Objective: Please quote the data below word for word, from its first line through the line that contains "15;175;328;368", inclusive, and leave the pictures out.

-=-=-

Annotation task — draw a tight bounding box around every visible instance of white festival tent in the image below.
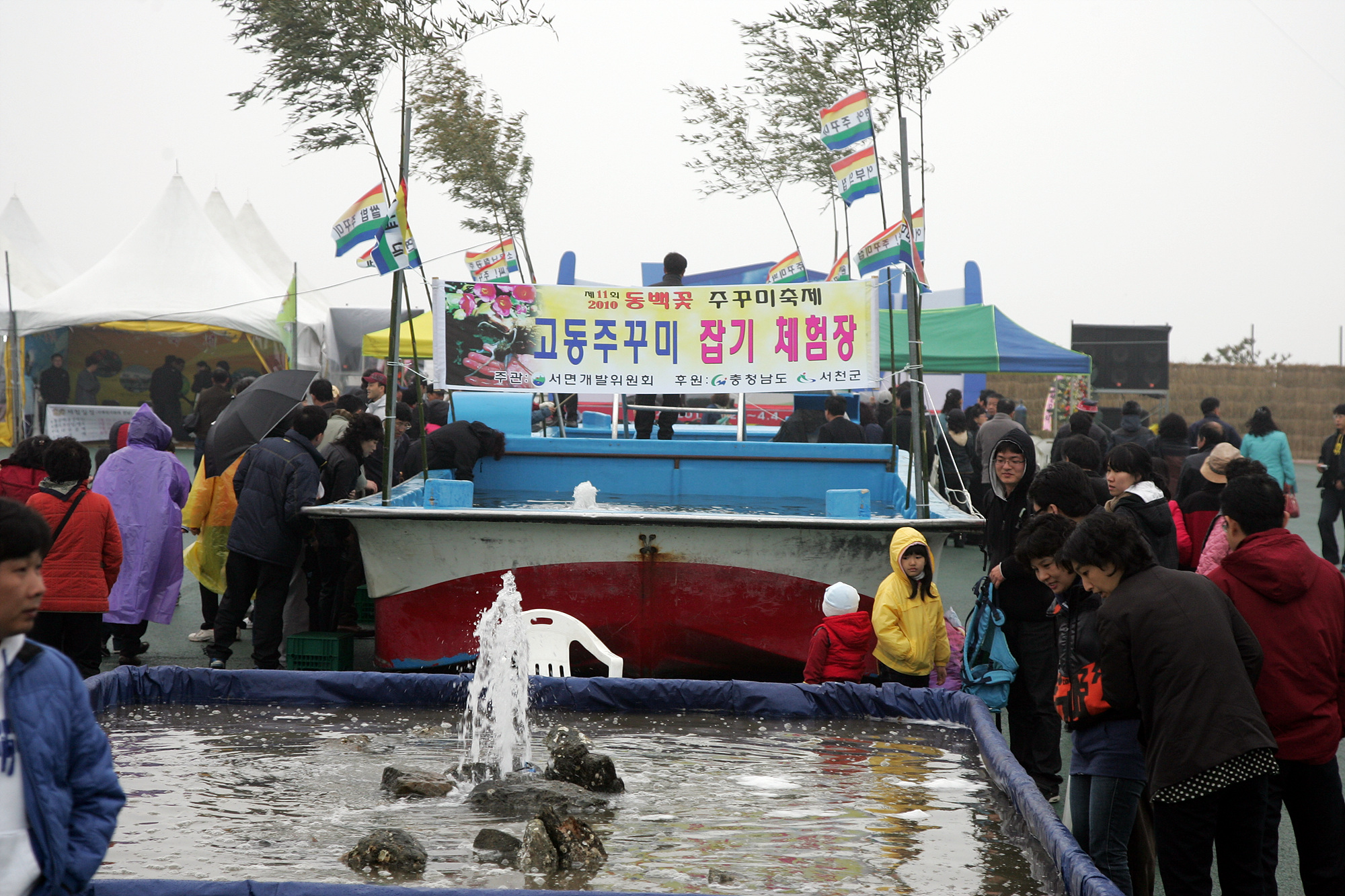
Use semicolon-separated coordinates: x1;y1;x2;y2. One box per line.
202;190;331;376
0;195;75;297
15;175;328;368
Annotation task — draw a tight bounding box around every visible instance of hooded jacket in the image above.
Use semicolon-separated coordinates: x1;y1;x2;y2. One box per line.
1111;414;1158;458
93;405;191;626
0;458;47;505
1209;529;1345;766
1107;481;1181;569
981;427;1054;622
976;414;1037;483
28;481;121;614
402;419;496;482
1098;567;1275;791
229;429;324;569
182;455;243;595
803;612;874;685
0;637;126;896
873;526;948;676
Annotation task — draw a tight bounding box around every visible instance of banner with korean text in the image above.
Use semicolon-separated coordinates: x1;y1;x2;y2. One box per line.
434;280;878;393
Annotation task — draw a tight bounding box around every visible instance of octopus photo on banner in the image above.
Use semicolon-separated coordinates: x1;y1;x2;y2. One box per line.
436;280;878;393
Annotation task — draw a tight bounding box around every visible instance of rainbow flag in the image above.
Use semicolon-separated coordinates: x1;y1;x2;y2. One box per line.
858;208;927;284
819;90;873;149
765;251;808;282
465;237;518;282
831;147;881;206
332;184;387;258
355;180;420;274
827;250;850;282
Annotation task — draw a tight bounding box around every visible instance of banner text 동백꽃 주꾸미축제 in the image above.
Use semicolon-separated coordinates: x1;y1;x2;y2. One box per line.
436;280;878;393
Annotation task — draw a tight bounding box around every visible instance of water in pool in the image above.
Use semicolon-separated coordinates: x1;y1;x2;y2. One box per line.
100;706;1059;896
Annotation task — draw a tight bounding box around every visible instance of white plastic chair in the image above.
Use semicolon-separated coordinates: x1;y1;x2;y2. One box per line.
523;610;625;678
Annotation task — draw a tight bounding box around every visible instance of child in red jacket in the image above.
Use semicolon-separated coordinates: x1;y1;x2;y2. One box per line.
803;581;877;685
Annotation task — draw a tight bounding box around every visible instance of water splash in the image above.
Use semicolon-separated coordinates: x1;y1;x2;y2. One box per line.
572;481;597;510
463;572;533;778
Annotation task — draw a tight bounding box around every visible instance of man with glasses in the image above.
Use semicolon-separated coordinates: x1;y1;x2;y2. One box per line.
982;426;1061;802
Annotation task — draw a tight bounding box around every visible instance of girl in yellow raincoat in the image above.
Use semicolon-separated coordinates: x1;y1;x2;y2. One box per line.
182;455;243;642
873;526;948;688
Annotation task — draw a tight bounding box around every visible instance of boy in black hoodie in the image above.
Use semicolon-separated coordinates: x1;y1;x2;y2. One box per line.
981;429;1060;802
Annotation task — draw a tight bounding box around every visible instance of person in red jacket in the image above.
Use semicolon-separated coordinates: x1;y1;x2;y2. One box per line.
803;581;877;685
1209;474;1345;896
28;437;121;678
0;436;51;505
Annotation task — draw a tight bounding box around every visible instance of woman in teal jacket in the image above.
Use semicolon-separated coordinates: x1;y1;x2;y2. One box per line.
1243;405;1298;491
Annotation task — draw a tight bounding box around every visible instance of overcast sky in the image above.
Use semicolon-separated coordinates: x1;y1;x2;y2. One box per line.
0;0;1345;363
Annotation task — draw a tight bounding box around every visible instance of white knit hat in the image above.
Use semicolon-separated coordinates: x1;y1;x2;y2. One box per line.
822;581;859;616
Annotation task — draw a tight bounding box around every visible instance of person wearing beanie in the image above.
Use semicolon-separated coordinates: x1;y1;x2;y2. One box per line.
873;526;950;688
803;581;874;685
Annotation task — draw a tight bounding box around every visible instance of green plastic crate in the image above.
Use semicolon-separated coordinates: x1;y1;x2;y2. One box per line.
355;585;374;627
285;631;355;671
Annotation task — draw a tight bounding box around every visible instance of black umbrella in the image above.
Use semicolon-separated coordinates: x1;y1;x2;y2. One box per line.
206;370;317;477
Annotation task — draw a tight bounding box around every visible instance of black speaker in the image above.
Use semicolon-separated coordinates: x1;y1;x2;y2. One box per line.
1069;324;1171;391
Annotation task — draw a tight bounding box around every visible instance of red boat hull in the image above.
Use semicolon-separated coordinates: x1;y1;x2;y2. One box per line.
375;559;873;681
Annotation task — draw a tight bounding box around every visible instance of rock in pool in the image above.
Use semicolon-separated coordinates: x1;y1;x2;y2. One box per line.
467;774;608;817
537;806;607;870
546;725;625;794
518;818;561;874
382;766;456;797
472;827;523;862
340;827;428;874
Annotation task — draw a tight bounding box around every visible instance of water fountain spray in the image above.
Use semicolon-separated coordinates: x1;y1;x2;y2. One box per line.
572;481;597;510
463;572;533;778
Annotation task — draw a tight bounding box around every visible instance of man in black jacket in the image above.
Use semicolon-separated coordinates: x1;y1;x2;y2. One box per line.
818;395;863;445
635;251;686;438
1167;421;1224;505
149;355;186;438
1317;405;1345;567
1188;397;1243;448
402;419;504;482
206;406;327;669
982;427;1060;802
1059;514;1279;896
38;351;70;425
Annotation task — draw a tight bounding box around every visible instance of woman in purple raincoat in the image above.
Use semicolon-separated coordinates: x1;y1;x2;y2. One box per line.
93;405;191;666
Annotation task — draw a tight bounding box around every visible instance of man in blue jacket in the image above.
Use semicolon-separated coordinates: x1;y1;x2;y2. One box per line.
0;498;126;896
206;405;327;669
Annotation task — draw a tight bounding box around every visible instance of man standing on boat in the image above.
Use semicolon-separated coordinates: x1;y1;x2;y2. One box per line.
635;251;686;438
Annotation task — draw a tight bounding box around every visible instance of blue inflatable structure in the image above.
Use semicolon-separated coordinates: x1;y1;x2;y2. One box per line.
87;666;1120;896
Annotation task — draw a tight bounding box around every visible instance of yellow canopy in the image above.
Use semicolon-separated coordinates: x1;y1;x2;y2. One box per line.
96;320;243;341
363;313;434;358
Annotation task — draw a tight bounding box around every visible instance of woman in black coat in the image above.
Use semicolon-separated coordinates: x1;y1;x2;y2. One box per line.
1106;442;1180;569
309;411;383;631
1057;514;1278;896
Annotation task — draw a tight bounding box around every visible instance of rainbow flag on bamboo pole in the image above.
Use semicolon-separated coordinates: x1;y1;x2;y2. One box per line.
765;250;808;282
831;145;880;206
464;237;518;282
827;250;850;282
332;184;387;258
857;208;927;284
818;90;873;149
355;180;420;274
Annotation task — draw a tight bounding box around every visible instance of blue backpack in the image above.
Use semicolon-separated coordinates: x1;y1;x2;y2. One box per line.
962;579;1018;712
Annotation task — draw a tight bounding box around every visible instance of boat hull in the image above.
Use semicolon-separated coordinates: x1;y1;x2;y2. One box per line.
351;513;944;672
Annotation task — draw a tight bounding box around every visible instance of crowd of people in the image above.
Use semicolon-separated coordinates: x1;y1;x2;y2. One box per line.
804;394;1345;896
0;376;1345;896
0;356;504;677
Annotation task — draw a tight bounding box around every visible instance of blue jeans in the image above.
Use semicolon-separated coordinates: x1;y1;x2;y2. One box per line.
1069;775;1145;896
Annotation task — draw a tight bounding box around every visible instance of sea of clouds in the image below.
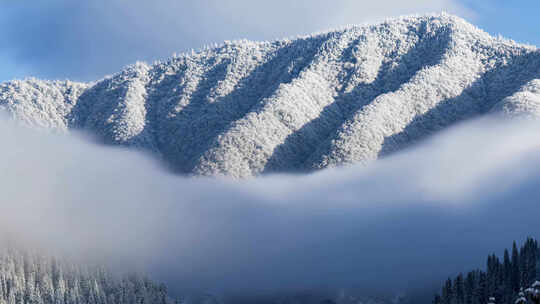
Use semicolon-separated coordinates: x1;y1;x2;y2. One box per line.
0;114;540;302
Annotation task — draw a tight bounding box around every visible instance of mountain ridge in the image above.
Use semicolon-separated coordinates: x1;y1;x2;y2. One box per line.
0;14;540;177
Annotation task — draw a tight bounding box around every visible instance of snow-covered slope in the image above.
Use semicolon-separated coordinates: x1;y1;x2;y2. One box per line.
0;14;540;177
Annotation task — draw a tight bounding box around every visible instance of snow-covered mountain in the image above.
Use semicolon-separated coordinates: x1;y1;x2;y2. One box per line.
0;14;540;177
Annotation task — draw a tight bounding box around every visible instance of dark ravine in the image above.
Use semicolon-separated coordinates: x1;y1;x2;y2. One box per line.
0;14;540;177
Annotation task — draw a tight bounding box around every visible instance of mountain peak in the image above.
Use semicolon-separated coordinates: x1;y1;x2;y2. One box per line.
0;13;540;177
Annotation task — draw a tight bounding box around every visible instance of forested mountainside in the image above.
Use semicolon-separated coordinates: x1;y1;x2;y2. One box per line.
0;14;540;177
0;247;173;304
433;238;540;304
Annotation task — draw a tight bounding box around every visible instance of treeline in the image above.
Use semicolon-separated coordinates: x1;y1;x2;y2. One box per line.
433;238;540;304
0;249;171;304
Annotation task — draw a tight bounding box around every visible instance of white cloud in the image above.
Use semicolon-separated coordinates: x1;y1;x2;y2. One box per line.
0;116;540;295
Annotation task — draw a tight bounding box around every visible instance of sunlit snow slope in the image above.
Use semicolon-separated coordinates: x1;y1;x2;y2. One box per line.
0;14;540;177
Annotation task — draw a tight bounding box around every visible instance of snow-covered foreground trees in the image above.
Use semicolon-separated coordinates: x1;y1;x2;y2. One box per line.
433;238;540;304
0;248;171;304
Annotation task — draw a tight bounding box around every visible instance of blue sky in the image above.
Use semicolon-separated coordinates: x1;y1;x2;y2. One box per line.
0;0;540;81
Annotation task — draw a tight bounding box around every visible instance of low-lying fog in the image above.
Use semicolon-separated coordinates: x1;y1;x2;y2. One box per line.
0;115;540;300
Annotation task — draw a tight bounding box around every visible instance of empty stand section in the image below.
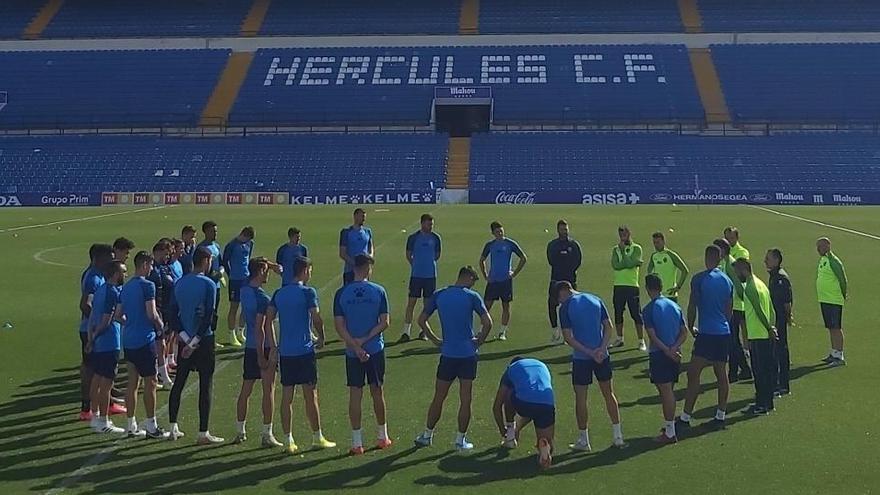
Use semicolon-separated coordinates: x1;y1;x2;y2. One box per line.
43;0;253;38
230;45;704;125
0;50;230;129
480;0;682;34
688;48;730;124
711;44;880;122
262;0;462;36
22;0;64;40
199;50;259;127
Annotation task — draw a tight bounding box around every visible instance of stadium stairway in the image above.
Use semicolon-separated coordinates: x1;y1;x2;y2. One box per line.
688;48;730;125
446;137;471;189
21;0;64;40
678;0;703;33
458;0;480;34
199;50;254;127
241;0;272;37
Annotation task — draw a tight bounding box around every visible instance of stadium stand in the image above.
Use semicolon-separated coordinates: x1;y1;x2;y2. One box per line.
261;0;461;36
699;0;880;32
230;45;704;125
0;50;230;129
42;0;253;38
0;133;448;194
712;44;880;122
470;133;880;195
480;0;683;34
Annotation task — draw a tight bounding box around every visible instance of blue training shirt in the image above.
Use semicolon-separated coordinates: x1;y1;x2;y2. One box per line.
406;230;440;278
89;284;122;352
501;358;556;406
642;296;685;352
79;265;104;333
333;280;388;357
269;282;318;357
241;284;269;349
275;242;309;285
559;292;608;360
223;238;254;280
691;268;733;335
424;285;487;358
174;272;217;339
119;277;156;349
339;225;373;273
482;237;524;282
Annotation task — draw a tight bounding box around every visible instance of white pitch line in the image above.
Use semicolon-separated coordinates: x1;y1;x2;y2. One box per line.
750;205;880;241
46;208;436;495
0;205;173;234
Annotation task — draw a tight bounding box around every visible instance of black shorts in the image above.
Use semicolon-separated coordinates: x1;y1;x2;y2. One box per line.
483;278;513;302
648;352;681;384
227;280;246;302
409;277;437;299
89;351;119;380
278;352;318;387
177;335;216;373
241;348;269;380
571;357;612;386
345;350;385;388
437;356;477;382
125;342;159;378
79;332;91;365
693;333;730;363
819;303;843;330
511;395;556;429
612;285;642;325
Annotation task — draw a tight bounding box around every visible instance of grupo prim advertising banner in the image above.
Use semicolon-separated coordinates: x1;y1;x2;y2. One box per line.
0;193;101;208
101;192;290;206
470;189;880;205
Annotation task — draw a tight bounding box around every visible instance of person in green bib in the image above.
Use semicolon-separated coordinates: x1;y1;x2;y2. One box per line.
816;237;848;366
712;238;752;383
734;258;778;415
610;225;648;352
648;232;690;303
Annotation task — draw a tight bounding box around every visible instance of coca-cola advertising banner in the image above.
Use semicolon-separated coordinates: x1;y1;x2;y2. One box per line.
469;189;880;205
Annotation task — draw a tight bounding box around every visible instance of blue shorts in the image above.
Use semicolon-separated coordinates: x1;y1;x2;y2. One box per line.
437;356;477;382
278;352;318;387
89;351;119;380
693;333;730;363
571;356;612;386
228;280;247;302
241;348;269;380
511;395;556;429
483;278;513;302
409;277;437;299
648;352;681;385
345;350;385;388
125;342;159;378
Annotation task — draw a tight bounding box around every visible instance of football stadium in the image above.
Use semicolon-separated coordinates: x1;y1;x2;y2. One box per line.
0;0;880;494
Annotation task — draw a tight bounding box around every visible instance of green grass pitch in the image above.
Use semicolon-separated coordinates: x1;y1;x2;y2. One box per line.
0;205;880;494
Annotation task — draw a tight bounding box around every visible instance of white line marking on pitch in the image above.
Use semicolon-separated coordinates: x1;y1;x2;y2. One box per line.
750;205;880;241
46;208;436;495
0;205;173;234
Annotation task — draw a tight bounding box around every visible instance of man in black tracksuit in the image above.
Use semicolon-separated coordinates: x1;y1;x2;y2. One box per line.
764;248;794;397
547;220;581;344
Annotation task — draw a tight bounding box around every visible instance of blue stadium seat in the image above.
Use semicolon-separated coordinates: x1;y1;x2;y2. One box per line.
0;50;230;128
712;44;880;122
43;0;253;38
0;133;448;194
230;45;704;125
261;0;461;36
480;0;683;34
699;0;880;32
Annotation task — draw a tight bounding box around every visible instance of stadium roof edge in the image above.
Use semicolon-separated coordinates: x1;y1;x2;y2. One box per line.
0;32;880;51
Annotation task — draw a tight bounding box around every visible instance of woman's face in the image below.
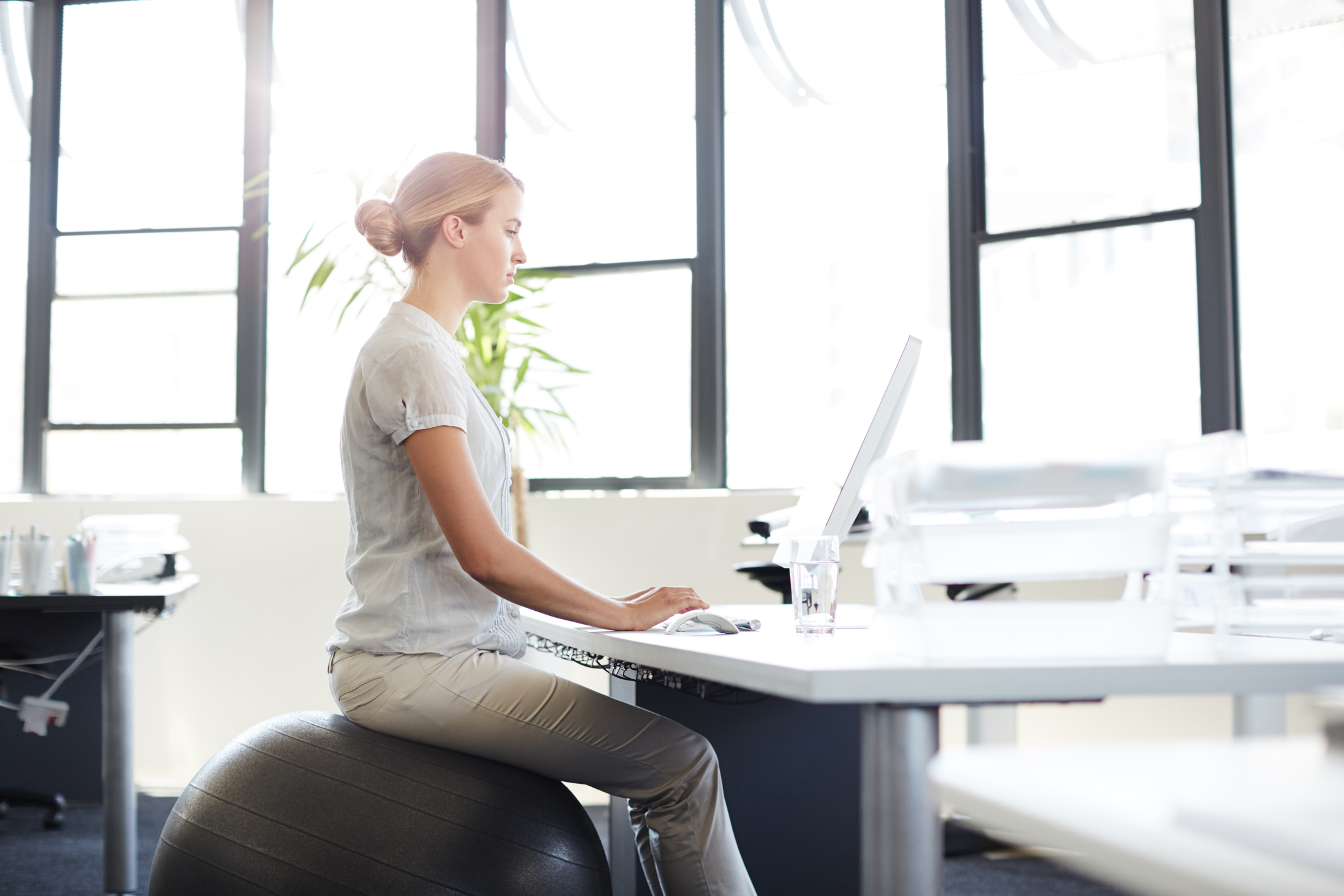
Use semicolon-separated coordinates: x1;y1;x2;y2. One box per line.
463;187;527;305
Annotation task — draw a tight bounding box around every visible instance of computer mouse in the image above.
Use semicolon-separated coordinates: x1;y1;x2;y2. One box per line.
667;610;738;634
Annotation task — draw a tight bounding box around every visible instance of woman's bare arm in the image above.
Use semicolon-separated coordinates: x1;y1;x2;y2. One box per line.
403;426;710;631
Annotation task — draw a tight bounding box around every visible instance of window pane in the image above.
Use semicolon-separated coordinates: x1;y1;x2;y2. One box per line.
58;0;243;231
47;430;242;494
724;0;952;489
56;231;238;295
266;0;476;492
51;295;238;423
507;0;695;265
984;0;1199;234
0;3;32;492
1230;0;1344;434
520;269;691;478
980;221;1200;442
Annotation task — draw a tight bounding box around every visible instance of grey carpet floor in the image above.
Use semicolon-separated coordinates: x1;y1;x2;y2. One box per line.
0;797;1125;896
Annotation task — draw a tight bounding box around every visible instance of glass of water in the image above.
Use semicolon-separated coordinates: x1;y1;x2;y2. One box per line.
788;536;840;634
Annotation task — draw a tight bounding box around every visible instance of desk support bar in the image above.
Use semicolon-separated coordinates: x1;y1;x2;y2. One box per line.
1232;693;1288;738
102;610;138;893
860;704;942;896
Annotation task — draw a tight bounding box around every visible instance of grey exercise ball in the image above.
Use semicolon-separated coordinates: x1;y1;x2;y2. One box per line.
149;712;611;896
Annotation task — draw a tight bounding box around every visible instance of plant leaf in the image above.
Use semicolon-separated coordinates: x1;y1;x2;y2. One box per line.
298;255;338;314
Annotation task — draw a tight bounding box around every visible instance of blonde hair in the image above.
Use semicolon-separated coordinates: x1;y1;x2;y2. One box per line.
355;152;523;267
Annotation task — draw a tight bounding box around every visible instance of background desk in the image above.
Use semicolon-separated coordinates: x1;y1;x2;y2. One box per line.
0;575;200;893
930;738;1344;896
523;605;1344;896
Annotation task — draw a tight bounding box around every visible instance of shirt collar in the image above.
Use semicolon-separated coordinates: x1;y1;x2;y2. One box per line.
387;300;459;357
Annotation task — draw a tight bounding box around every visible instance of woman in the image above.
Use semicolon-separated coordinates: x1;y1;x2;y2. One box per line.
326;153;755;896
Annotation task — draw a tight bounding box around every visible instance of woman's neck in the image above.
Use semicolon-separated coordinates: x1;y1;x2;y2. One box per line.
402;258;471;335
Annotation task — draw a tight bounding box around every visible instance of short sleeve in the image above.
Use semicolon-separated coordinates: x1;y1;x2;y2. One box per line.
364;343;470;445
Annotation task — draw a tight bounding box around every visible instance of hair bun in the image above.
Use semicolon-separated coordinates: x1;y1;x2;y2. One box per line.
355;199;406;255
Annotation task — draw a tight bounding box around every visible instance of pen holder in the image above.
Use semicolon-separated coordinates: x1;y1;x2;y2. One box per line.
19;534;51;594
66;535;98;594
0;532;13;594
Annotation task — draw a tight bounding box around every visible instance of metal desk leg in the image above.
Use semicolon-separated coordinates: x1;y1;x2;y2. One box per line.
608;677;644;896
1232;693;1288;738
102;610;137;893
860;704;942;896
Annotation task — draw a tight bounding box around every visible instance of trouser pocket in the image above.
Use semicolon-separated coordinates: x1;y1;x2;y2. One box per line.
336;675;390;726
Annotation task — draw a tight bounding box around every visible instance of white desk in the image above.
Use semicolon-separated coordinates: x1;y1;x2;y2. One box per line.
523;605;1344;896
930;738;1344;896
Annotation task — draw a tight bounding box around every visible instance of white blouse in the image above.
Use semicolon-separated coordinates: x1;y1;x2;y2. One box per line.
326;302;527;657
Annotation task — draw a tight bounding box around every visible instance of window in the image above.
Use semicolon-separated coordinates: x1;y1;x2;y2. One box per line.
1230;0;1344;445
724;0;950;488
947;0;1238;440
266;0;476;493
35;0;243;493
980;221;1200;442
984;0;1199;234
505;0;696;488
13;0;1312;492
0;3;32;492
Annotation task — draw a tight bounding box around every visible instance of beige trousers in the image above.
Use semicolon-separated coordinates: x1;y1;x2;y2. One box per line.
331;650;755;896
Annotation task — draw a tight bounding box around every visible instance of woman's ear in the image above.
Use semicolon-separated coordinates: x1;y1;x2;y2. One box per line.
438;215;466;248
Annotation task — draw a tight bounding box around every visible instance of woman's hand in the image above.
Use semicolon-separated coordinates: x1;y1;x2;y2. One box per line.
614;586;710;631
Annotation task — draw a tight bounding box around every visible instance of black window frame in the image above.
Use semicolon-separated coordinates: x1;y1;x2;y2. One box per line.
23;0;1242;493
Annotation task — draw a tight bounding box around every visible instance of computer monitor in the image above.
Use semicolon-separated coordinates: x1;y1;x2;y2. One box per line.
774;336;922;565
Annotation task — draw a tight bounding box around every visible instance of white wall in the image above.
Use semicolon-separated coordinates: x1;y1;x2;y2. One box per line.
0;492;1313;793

-=-=-

Final result:
Annotation task — draw a tight bounding box around every visible instance of white festival tent in the image below.
Use semicolon-separated coordinates: x1;y1;x2;y2. One box per line.
202;190;331;376
0;195;75;297
15;175;328;368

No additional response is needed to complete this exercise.